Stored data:
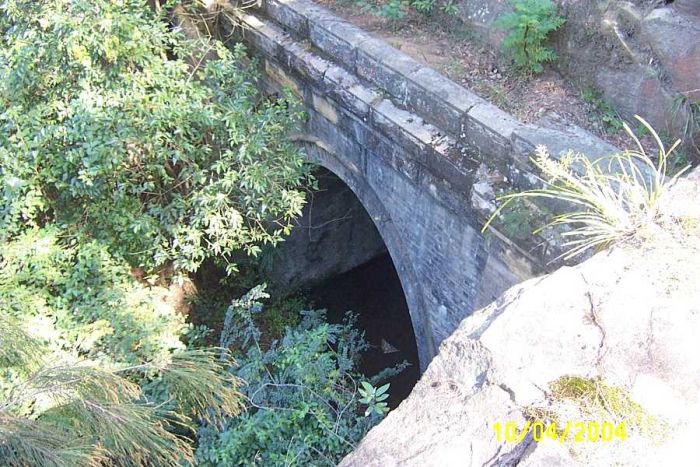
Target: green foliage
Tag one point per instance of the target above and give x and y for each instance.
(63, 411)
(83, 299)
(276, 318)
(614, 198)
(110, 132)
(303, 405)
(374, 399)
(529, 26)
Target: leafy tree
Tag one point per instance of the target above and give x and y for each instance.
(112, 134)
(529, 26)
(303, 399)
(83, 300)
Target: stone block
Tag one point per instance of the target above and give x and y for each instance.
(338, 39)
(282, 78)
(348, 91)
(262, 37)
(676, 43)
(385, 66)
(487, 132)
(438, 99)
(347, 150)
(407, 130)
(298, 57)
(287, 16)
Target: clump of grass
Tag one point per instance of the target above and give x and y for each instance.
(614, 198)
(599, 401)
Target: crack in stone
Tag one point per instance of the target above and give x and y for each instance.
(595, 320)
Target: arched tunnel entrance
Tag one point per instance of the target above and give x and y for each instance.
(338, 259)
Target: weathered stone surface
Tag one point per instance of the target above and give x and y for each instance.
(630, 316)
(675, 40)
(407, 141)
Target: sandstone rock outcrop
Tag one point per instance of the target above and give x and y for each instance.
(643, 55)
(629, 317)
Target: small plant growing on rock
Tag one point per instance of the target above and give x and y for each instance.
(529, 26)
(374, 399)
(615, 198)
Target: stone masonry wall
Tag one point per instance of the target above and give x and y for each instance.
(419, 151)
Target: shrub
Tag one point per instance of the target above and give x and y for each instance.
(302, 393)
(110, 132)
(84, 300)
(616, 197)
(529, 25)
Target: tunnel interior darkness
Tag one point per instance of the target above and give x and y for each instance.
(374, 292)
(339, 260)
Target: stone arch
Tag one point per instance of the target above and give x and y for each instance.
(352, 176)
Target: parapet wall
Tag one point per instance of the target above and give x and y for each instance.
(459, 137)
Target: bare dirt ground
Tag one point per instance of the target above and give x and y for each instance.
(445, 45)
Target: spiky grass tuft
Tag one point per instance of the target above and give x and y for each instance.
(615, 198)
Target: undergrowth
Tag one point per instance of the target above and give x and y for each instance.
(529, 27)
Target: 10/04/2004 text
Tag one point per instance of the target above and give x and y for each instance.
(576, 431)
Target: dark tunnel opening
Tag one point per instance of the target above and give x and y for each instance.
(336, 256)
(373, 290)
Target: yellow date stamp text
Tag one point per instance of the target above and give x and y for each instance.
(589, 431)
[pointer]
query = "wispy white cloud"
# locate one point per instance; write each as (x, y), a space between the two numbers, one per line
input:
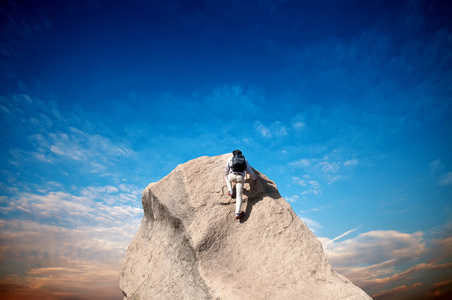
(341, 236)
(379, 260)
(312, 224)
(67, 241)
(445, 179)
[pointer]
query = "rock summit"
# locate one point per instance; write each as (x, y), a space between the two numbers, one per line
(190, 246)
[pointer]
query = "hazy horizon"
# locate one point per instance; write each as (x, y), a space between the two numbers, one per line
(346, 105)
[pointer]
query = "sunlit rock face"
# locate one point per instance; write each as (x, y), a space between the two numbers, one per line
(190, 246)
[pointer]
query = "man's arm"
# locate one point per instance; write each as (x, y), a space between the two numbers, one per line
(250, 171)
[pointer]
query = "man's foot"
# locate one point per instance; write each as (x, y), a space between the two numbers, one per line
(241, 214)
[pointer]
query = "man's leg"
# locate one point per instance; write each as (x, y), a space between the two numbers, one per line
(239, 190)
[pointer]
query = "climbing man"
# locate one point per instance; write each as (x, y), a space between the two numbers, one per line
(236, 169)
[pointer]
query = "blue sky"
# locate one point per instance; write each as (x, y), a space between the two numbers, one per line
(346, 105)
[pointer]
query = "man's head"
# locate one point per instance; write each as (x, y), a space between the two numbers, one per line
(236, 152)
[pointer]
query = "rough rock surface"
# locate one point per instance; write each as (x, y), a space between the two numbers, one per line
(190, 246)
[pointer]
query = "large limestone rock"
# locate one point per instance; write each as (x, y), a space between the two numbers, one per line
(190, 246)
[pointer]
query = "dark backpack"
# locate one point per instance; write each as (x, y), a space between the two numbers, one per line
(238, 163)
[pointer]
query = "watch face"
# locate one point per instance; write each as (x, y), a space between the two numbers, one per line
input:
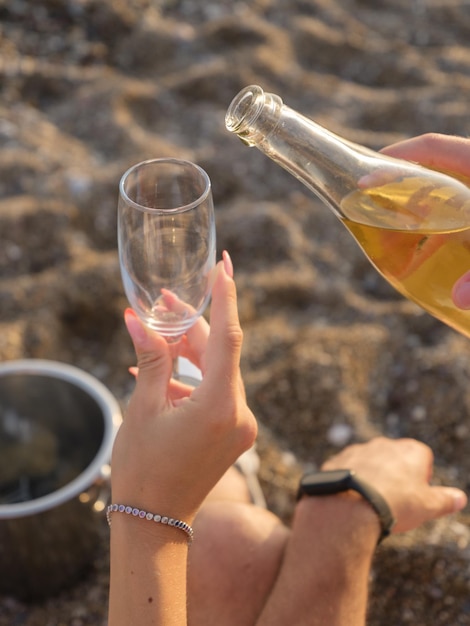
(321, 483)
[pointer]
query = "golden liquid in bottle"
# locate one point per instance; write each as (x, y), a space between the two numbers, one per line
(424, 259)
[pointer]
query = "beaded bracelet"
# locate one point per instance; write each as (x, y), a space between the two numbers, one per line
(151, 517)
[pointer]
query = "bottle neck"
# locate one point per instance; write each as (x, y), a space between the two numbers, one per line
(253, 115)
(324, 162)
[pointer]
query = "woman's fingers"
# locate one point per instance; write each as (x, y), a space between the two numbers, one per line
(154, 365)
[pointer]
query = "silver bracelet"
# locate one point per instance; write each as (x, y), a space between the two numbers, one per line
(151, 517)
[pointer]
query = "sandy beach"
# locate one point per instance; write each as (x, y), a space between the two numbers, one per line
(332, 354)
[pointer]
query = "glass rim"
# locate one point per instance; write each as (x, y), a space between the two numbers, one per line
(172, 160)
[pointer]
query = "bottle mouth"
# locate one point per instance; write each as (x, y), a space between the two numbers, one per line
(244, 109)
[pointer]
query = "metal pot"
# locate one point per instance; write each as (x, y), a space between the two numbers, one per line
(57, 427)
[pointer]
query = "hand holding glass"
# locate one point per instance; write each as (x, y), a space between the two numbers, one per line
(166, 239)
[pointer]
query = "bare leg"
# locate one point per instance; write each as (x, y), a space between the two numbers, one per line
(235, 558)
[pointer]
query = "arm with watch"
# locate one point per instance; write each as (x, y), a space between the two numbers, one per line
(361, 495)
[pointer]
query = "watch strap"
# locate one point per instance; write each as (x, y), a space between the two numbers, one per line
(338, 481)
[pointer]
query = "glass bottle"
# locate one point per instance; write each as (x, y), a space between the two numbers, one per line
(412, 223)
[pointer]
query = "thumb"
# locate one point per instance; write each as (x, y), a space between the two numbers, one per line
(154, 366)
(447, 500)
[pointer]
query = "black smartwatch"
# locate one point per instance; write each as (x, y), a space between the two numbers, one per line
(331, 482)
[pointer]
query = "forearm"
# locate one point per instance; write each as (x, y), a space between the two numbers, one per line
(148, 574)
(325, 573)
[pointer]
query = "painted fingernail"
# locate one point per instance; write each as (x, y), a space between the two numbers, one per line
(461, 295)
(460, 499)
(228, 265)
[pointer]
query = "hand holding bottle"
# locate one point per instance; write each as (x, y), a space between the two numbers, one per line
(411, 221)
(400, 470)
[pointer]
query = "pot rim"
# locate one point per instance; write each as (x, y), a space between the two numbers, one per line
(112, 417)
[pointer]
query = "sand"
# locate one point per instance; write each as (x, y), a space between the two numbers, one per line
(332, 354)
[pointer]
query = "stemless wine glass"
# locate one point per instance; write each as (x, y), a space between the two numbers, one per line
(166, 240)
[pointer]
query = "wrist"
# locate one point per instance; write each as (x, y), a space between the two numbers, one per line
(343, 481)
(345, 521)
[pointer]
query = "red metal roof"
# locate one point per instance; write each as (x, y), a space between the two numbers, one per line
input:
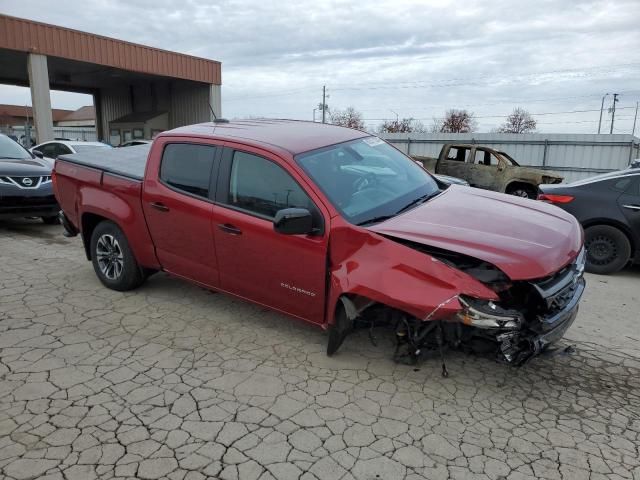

To do: Every entry should be returned exactly as written, minus the pictures.

Result:
Target: green foliage
Tag one point per instance of the target above and give x and y for each instance.
(63, 411)
(83, 299)
(276, 318)
(614, 198)
(110, 132)
(303, 405)
(374, 399)
(529, 26)
Target: leafy tree
Tag one point per instance of the target above and give x and y for each instance.
(112, 134)
(529, 26)
(303, 399)
(83, 300)
Target: stone block
Tag one point per instance of the target above and give x and y for each instance.
(338, 39)
(282, 78)
(348, 91)
(262, 37)
(676, 43)
(385, 66)
(487, 132)
(438, 99)
(347, 150)
(407, 130)
(298, 57)
(287, 16)
Target: clump of grass
Tag one point per instance of the target above and give x and y for each instance.
(614, 198)
(599, 401)
Target: crack in stone
Tag one point per instance of the target above and give x and y for each instance.
(595, 320)
Target: arched tunnel entrance
Tag one point per instance of the target above and give x and y for each instance.
(338, 259)
Target: weathered stone surface
Tag one point per instance of the target above and give x and y for each instance.
(630, 316)
(675, 40)
(407, 141)
Target: sandstone rock outcrop
Tag one point per instance of the target above and give x and y for each instance.
(643, 55)
(629, 317)
Target: small plant growing on rock
Tag one point per instance of the target above and give x and y for each instance.
(529, 26)
(374, 399)
(615, 198)
Target: stone masonry wall
Tag one point per instance of the target above and give x and y for each instance.
(419, 151)
Target: shrub
Tag one point per instance of the target above and give x and y for each instance.
(302, 393)
(110, 132)
(84, 300)
(616, 197)
(529, 25)
Target: tunnel interior darkness
Tag one point per instance of the target above and give x and y for each instance.
(374, 292)
(339, 260)
Target: stone arch
Tag one point per instance of the target above and give x and y for each instance.
(352, 176)
Target: parapet wall
Tag one point per instance of the target above and give x and y for each instance.
(459, 137)
Target: bare dirt ground
Tag one point per instance of the target above and give x and y for each instance.
(445, 45)
Target: spiky grass tuft
Tag one point per instance of the target above and give x and y for each instance.
(615, 198)
Target: undergrowth
Tag one point per instance of the target above and give x and y for each instance.
(529, 27)
Target: 10/04/2004 text
Tag one point per instance of the target above and give x and y for each instance.
(576, 431)
Target: dark tunnel opening
Tag one point per instance of the target above and give x and y for each instance.
(336, 256)
(373, 290)
Target: yellow date stamp text
Tag one point per instance of the target above and give x and y for each instance.
(589, 431)
[pointer]
query = "wispy white cloud"
# locate one point per instance; write each as (x, y), a space between the two numbers, one per line
input:
(341, 236)
(379, 260)
(312, 224)
(67, 241)
(445, 179)
[pointer]
query = "rock summit"
# locate one point per instance; write each as (x, y), a space between the two numbers, one per line
(190, 246)
[pointer]
query = "hazy horizon"
# locate one point per instance; write each as (x, y), a space between the two numbers, one per line
(346, 105)
[pointer]
query = "sunlit rock face"
# locate one point per instance; write each as (x, y), a space between the two numbers, one per line
(190, 246)
[pointer]
query = "man's arm"
# locate one point per instance; write each as (x, y), a space between the two numbers, one per line
(250, 171)
[pointer]
query = "man's foot"
# locate one point per instance; write each as (x, y), a space between the two numbers, one per line
(241, 214)
[pointer]
query = "man's leg"
# locate one point per instance; write each as (x, y), a space between the two numbers, one per line
(239, 190)
[pointer]
query = "climbing man"
# locate one point per instance; write each as (x, y), a space between the two numbers, one per line
(236, 169)
[pointer]
query = "blue sky"
# locate one point per instance; write each as (x, y), a space between the two numbers, one per line
(346, 105)
[pointer]
query = "man's head"
# locate one point per instance; write each as (x, y), a space between the two numbers, one per line
(236, 152)
[pointer]
query = "rough rock surface"
# locate one point per instance; write each as (x, y), a space between the two numbers, one per line
(190, 246)
[pointer]
query = "large limestone rock"
# locate one point per instance; write each as (x, y), a space between the two numbers, one per line
(190, 246)
[pointer]
query = "dark backpack"
# locate one point per instance; write each as (x, y), a space between the two numbers, one per line
(238, 163)
[pointer]
query = "watch face"
# locate one point per instance; write each as (x, y), a space between the two numbers, one per line
input:
(321, 483)
[pointer]
query = "golden liquid in bottle"
# locate one point per instance; write each as (x, y), a space between the two numbers, one per line
(424, 259)
[pointer]
query = "beaded bracelet"
# locate one point per instance; write each as (x, y), a space between the two numbers, one per line
(151, 517)
[pointer]
query = "bottle neck"
# locate one point per instance; write each as (x, y), a space between the two numbers, one per line
(253, 115)
(324, 162)
[pointer]
query = "woman's fingers"
# locate one point per instance; write each as (x, y), a space between the two numbers, one per line
(154, 365)
[pointer]
query = "silver bracelet"
# locate one point per instance; write each as (x, y), a space between the two numbers, one per line
(151, 517)
[pointer]
query = "sandy beach"
# locate one point per instance; write each as (x, y), a space between the two numbers, one per line
(332, 354)
[pointer]
query = "glass rim"
# locate one point per instance; write each as (x, y), a space between the two numbers, one per line
(172, 160)
[pointer]
query = "bottle mouth"
# locate one point per instance; write each as (x, y), a space between the two numbers, one per line
(244, 109)
[pointer]
query = "metal pot"
# locate one point per instance; write each as (x, y), a space between the two numbers, one per line
(57, 427)
[pointer]
query = "hand holding glass"
# locate one point per instance; write each as (x, y), a space between the two numbers, one per line
(166, 239)
[pointer]
query = "bare leg"
# locate one point per instance; write each as (x, y), a space between the two numbers, one per line
(235, 558)
[pointer]
query = "arm with watch"
# locate one point per instance; write each as (x, y), a space between the two numbers, one per line
(361, 495)
[pointer]
query = "watch strap"
# locate one point per instance; write each as (x, y), a space between the two numbers, one per line
(338, 481)
[pointer]
query = "glass bottle"
# locate one point per instance; write each as (x, y), a space between the two numbers, one per line
(412, 223)
[pointer]
query = "thumb"
# locate one point per instance; write each as (x, y), a space between the two numbers, one per line
(154, 366)
(447, 500)
[pointer]
query = "black smartwatch"
# locate one point per instance; write each as (x, y), a space between the two numbers, one per line
(331, 482)
[pointer]
query = "forearm"
# locate one point per instance; write each as (x, y), a space between the two numbers, one per line
(148, 574)
(325, 573)
[pointer]
query = "painted fingernail"
# locate one point per instance; write each as (x, y), a space between the two numbers, one per line
(461, 295)
(460, 499)
(228, 265)
[pointer]
query = "hand holding bottle"
# locate one point per instance; write each as (x, y), a space between the two numbers, one per line
(411, 221)
(400, 470)
[pointer]
query = "pot rim"
# locate one point per instance; write each as (x, y), a space between the two numbers, one per line
(112, 417)
[pointer]
query = "sand"
# locate one point per instance; write each as (x, y), a space between the two numbers, one per line
(332, 354)
[pointer]
query = "stemless wine glass"
# locate one point per instance; write each as (x, y), a space between the two numbers, one per line
(166, 240)
[pointer]
query = "wrist"
# locate one point per instance; write each as (x, y), a space between the two numbers, one per line
(343, 481)
(345, 521)
[pointer]
query = "red metal roof"
# locate one point per instance; write each as (x, y), a space between the two numbers, one per line
input:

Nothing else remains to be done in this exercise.